Problem details: Rewrite the rows below, substituting "foreground clicks" for each "positive clicks" and keeping everything else the same. Omit the pictures.

Exercise data:
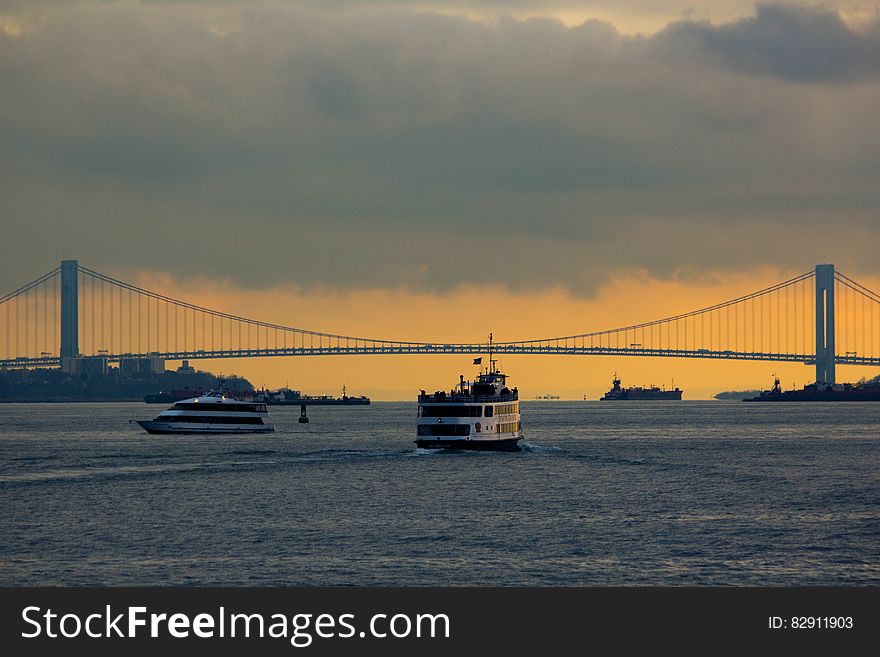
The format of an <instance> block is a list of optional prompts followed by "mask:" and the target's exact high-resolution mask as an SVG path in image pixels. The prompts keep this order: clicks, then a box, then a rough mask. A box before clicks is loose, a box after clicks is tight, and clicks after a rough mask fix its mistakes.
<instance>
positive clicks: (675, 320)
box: [0, 261, 880, 375]
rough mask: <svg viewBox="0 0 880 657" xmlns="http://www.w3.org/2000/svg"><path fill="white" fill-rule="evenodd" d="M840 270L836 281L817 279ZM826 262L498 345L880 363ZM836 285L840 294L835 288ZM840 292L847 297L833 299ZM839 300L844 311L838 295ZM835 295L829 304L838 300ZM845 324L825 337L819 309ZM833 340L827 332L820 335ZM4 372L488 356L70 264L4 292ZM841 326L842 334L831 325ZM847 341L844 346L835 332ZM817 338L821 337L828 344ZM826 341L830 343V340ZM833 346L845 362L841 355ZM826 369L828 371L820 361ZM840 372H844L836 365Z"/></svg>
mask: <svg viewBox="0 0 880 657" xmlns="http://www.w3.org/2000/svg"><path fill="white" fill-rule="evenodd" d="M820 270H821V271H822V272H823V276H824V275H825V273H828V275H829V278H828V280H829V281H831V283H828V282H826V280H825V279H824V278H823V279H822V282H821V285H820V284H819V282H818V281H817V275H818V274H817V272H819V271H820ZM830 272H834V269H833V267H831V266H824V265H823V266H820V267H817V269H816V270H815V271H810V272H807V273H804V274H800V275H798V276H794V277H792V278H789V279H788V280H786V281H783V282H781V283H778V284H776V285H772V286H769V287H765V288H763V289H761V290H758V291H756V292H752V293H750V294H746V295H742V296H740V297H737V298H735V299H731V300H729V301H725V302H722V303H718V304H714V305H710V306H706V307H703V308H700V309H698V310H693V311H689V312H685V313H679V314H675V315H671V316H669V317H665V318H661V319H656V320H652V321H648V322H642V323H636V324H628V325H625V326H622V327H618V328H611V329H604V330H599V331H592V332H587V333H577V334H571V335H564V336H558V337H551V338H541V339H529V340H519V341H505V342H497V343H495V349H496V351H497V352H498V353H502V354H503V353H510V354H514V353H523V354H525V353H530V354H569V355H626V356H663V357H686V358H719V359H744V360H771V361H774V360H775V361H789V362H801V363H812V362H817V359H818V358H817V350H818V349H819V346H818V345H819V344H820V341H824V340H826V339H827V340H828V343H827V345H826V346H823V347H822V348H823V350H824V351H823V354H822V357H823V358H824V359H826V360H827V359H828V358H831V360H832V361H835V362H838V363H842V364H854V365H880V335H878V331H880V295H878V294H877V293H875V292H873V291H872V290H870V289H868V288H867V287H865V286H863V285H861V284H860V283H858V282H856V281H854V280H853V279H851V278H849V277H847V276H845V275H844V274H841V273H839V272H834V275H833V277H832V276H830ZM829 285H830V286H831V287H829ZM834 290H836V291H837V293H836V295H834V294H832V293H833V291H834ZM835 296H836V297H837V310H836V312H835V310H834V308H835V306H834V297H835ZM826 297H827V298H826ZM820 300H821V301H822V313H825V312H826V308H825V306H826V304H827V306H828V309H827V312H828V314H829V317H831V319H832V320H833V321H834V322H833V323H834V327H835V328H834V332H833V333H830V334H829V335H828V336H827V338H826V336H825V331H826V327H825V326H824V325H823V324H821V323H820V322H819V319H820V318H819V317H818V316H819V315H820V314H821V313H819V312H818V311H817V307H818V306H817V304H818V303H819V301H820ZM832 315H833V317H832ZM819 328H821V329H822V331H823V333H822V334H819V335H818V336H817V329H819ZM0 330H3V331H4V335H3V338H2V339H0V350H2V354H0V355H2V358H0V367H19V366H43V365H49V366H57V365H58V364H59V362H60V361H61V359H62V357H64V356H65V354H66V355H67V356H70V355H75V356H82V357H86V358H89V357H103V358H105V359H106V360H108V361H110V362H121V361H122V360H124V359H126V358H143V357H159V358H164V359H169V360H181V359H184V358H187V359H197V358H237V357H260V356H285V355H286V356H318V355H341V354H395V353H402V354H405V353H422V354H427V353H462V354H464V353H468V354H472V353H483V352H484V350H485V348H486V345H485V343H482V342H446V343H442V344H438V343H428V342H417V341H406V340H388V339H374V338H365V337H361V336H352V335H345V334H340V333H332V332H325V331H314V330H308V329H303V328H297V327H292V326H286V325H283V324H279V323H272V322H265V321H260V320H256V319H252V318H247V317H243V316H241V315H236V314H232V313H228V312H223V311H218V310H213V309H211V308H207V307H204V306H200V305H196V304H192V303H188V302H185V301H181V300H179V299H175V298H172V297H170V296H168V295H165V294H162V293H159V292H154V291H151V290H147V289H144V288H142V287H139V286H136V285H132V284H130V283H127V282H125V281H122V280H119V279H116V278H113V277H111V276H108V275H106V274H102V273H100V272H98V271H95V270H93V269H89V268H87V267H82V266H79V265H78V263H76V261H65V262H63V263H62V265H61V267H58V268H56V269H53V270H52V271H50V272H48V273H46V274H44V275H42V276H40V277H38V278H37V279H35V280H34V281H32V282H31V283H28V284H27V285H25V286H22V287H20V288H18V289H16V290H14V291H13V292H10V293H9V294H7V295H5V296H3V297H0ZM829 330H830V329H829ZM835 333H836V336H837V341H836V342H835V339H834V338H835V335H834V334H835ZM817 337H818V338H819V339H820V340H817ZM822 344H823V345H825V343H824V342H822ZM832 350H833V352H834V353H833V358H832V357H831V356H830V354H831V351H832ZM817 367H818V365H817ZM831 371H832V375H833V368H831Z"/></svg>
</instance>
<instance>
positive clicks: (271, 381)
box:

Response:
The format of an <instance> block is a list of optional prompts followed by "mask:" and the target's exact high-resolution mask as an SVG path in image pixels. The prompts keep this order: clicks, then a box, then a rough mask. A box before clicks is loose, a box after clicks is tight, and clicks after a rough mask fix its mistakes.
<instance>
foreground clicks: (675, 320)
box: [0, 261, 880, 375]
rough mask: <svg viewBox="0 0 880 657" xmlns="http://www.w3.org/2000/svg"><path fill="white" fill-rule="evenodd" d="M840 270L836 281L817 279ZM826 262L498 345L880 363ZM836 285L840 294L835 288ZM840 292L847 297L833 299ZM839 300L844 311L838 295ZM835 295L829 304L838 300ZM845 324L825 337L819 309ZM833 340L827 332L820 335ZM4 372L488 356L70 264L4 292ZM841 326L842 334L831 325ZM847 341L844 346L835 332ZM817 338L821 337L828 344ZM826 341L830 343V340ZM833 346L845 362L841 355ZM826 369L828 371L820 361ZM840 372H844L836 365Z"/></svg>
mask: <svg viewBox="0 0 880 657" xmlns="http://www.w3.org/2000/svg"><path fill="white" fill-rule="evenodd" d="M820 270H821V271H822V272H823V276H824V275H825V273H828V275H829V278H828V280H829V281H831V283H828V282H826V280H825V279H824V278H823V279H822V282H821V285H820V284H819V282H818V281H817V275H818V274H817V272H819V271H820ZM830 272H834V269H833V267H831V266H824V265H823V266H820V267H817V269H816V270H815V271H810V272H807V273H804V274H800V275H798V276H794V277H792V278H789V279H788V280H786V281H783V282H781V283H778V284H776V285H772V286H769V287H765V288H763V289H761V290H758V291H756V292H752V293H750V294H746V295H742V296H740V297H737V298H735V299H731V300H729V301H725V302H722V303H718V304H714V305H710V306H706V307H703V308H700V309H698V310H693V311H689V312H685V313H679V314H675V315H671V316H669V317H665V318H661V319H656V320H652V321H648V322H642V323H636V324H628V325H625V326H622V327H618V328H611V329H604V330H599V331H592V332H587V333H577V334H571V335H564V336H558V337H551V338H541V339H529V340H519V341H505V342H497V343H495V349H496V351H497V352H498V353H502V354H503V353H510V354H514V353H523V354H525V353H530V354H569V355H626V356H663V357H686V358H719V359H744V360H771V361H774V360H775V361H789V362H801V363H812V362H817V359H818V358H817V350H818V349H819V346H818V345H819V344H820V341H824V340H826V339H827V340H828V343H827V345H826V346H823V347H822V348H823V350H824V351H823V354H822V357H823V358H824V359H826V360H827V359H828V358H831V360H832V361H835V362H838V363H842V364H854V365H880V335H878V331H880V295H878V294H877V293H875V292H873V291H872V290H870V289H868V288H867V287H865V286H863V285H861V284H860V283H858V282H856V281H854V280H853V279H851V278H849V277H847V276H845V275H844V274H841V273H839V272H834V275H833V277H832V276H830ZM829 285H830V286H831V287H829ZM834 290H836V291H837V293H836V295H834V294H832V293H833V291H834ZM835 296H836V297H837V310H836V312H835V310H834V308H835V306H834V297H835ZM826 297H827V298H826ZM820 300H821V301H822V313H825V312H826V308H825V306H826V304H827V306H828V309H827V312H828V314H829V317H831V319H832V320H833V321H834V322H833V323H834V327H835V328H834V332H833V333H830V334H829V335H828V336H827V338H826V336H825V331H826V327H825V326H824V325H823V324H821V323H820V322H819V319H820V318H819V317H818V316H819V315H820V314H821V313H819V312H818V311H817V307H818V306H817V304H818V303H819V301H820ZM832 315H833V317H832ZM819 328H821V329H822V331H823V333H822V334H819V335H818V336H817V329H819ZM0 330H3V331H4V335H3V338H2V339H0V350H2V354H0V355H2V358H0V367H19V366H43V365H49V366H57V365H58V364H59V362H60V361H61V359H62V357H64V356H65V354H66V355H67V356H70V355H75V356H82V357H86V358H89V357H103V358H105V359H106V360H108V361H110V362H121V361H122V360H124V359H126V358H143V357H159V358H164V359H169V360H181V359H184V358H187V359H197V358H237V357H260V356H285V355H286V356H318V355H341V354H395V353H402V354H405V353H422V354H427V353H462V354H464V353H468V354H472V353H483V352H484V350H485V348H486V345H485V343H482V342H446V343H442V344H438V343H428V342H417V341H406V340H388V339H374V338H365V337H361V336H352V335H345V334H340V333H332V332H325V331H314V330H308V329H303V328H297V327H292V326H286V325H283V324H279V323H272V322H265V321H260V320H256V319H252V318H247V317H243V316H241V315H236V314H232V313H228V312H223V311H218V310H213V309H211V308H207V307H204V306H200V305H196V304H192V303H188V302H185V301H181V300H179V299H175V298H172V297H170V296H168V295H165V294H162V293H159V292H154V291H151V290H147V289H144V288H142V287H139V286H136V285H132V284H130V283H127V282H125V281H122V280H119V279H116V278H113V277H111V276H108V275H106V274H102V273H100V272H98V271H95V270H93V269H89V268H87V267H82V266H79V265H78V263H76V261H65V262H63V263H62V265H61V267H58V268H56V269H53V270H52V271H50V272H48V273H46V274H44V275H42V276H40V277H38V278H37V279H35V280H34V281H32V282H31V283H28V284H27V285H25V286H22V287H20V288H18V289H16V290H14V291H13V292H10V293H9V294H7V295H5V296H3V297H0ZM829 330H830V329H829ZM835 333H836V336H837V341H836V342H835V339H834V338H835V335H834V334H835ZM817 337H818V338H819V339H820V340H817ZM822 344H823V345H825V343H824V342H822ZM832 350H833V352H834V353H833V358H832V357H831V356H830V354H831V351H832ZM817 367H818V365H817ZM831 371H832V375H833V368H831Z"/></svg>
</instance>
<instance>
foreground clicks: (271, 381)
box:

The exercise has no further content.